--- RECORDS PROVIDED ---
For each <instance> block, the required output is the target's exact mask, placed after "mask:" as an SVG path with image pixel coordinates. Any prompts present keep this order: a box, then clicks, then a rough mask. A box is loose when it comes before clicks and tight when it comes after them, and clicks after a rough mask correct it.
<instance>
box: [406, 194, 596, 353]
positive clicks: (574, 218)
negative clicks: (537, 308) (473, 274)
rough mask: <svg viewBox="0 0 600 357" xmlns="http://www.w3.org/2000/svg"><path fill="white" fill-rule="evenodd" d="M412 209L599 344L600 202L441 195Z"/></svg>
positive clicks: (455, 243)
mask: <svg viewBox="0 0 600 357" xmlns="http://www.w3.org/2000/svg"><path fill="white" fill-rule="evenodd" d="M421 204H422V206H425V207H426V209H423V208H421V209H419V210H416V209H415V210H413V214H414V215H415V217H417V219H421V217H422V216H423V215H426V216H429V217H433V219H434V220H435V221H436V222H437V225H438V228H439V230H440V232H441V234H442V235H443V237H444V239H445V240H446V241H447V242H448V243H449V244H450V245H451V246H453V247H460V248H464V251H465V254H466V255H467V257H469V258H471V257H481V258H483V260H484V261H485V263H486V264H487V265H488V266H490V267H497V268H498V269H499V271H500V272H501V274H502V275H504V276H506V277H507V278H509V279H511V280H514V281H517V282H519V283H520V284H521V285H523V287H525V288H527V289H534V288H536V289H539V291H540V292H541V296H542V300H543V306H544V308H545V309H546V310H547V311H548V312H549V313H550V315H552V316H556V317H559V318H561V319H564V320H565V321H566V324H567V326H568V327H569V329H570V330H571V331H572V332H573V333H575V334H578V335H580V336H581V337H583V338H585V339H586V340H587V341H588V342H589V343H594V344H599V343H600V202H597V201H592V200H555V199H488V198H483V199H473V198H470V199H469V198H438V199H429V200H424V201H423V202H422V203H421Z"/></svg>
---
→ **EXERCISE OBJECTIVE**
All of the records shown above should be reproduced exactly.

→ **EXERCISE OUTPUT**
For each <instance> block, the required output is the target's exact mask, placed after "mask:" as an SVG path with image pixel coordinates. Any prompts present keep this order: a box, then clicks, then a rough mask. A box is loose when it comes before clicks and tight when it comes after them, and clicks after a rough mask correct it.
<instance>
box: [406, 194, 596, 353]
positive clicks: (574, 218)
negative clicks: (537, 308) (473, 274)
rough mask: <svg viewBox="0 0 600 357" xmlns="http://www.w3.org/2000/svg"><path fill="white" fill-rule="evenodd" d="M412 209L599 344L600 202L441 195Z"/></svg>
positive clicks: (455, 243)
mask: <svg viewBox="0 0 600 357" xmlns="http://www.w3.org/2000/svg"><path fill="white" fill-rule="evenodd" d="M421 204H422V206H425V207H426V209H423V208H421V209H419V210H416V209H415V210H413V214H414V215H415V217H417V219H421V217H422V216H423V215H426V216H429V217H433V219H434V220H435V221H436V222H437V225H438V228H439V230H440V232H441V234H442V235H443V237H444V239H445V240H446V241H447V242H448V243H449V244H450V245H451V246H453V247H460V248H464V251H465V254H466V255H467V257H469V258H471V257H481V258H483V260H484V261H485V263H486V264H487V265H488V266H490V267H497V268H498V269H499V271H500V272H501V274H502V275H504V276H506V277H507V278H509V279H511V280H514V281H517V282H519V283H520V284H521V285H523V287H525V288H527V289H534V288H536V289H539V291H540V292H541V296H542V300H543V306H544V308H545V309H546V310H547V311H548V312H549V313H550V315H552V316H556V317H559V318H561V319H564V320H565V321H566V324H567V326H568V327H569V329H570V330H571V331H572V332H573V333H575V334H578V335H580V336H581V337H583V338H585V339H586V340H587V341H588V342H589V343H594V344H599V343H600V202H597V201H592V200H555V199H488V198H483V199H473V198H470V199H469V198H438V199H429V200H424V201H423V202H422V203H421Z"/></svg>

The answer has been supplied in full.